— start of SUPPLIED ENTRIES —
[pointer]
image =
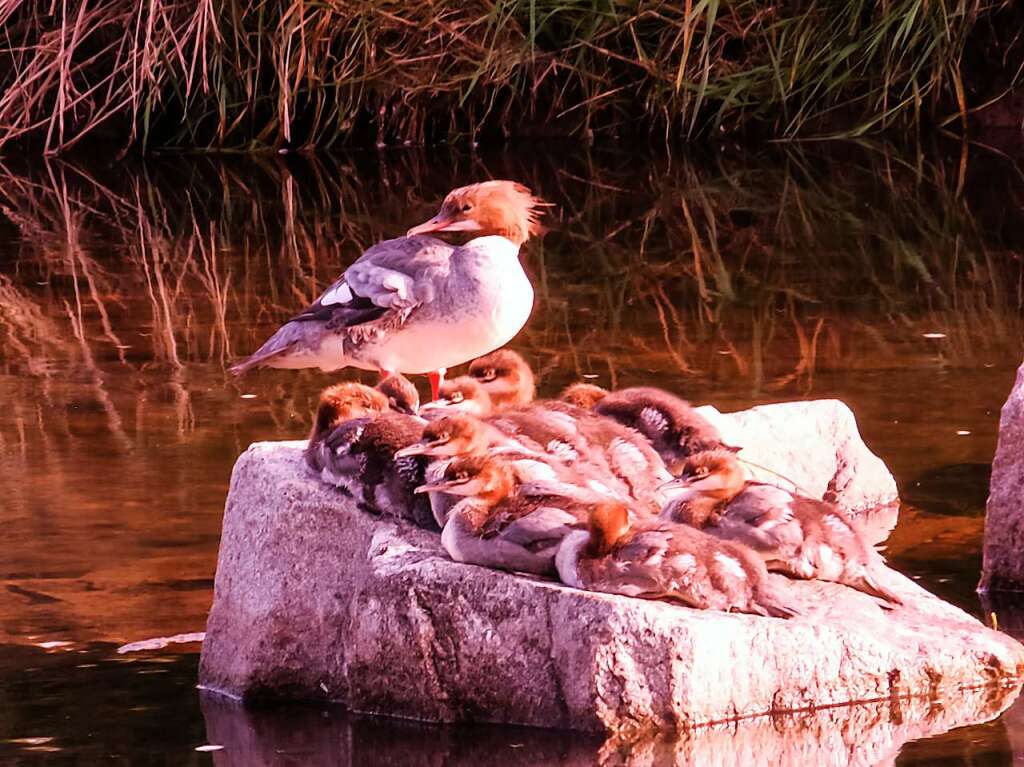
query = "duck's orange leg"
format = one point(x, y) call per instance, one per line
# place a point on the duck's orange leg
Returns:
point(436, 379)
— end of SUPPLIED ENTRIES —
Please write out the lines above again, changing every "orange" to "yellow" and leaving everything else as it is. Omit the pictures.

[pointer]
image =
query = "duck's yellow leg"
format = one point(x, y) call per instance, one per line
# place a point on the duck's yellow leg
Returns:
point(436, 379)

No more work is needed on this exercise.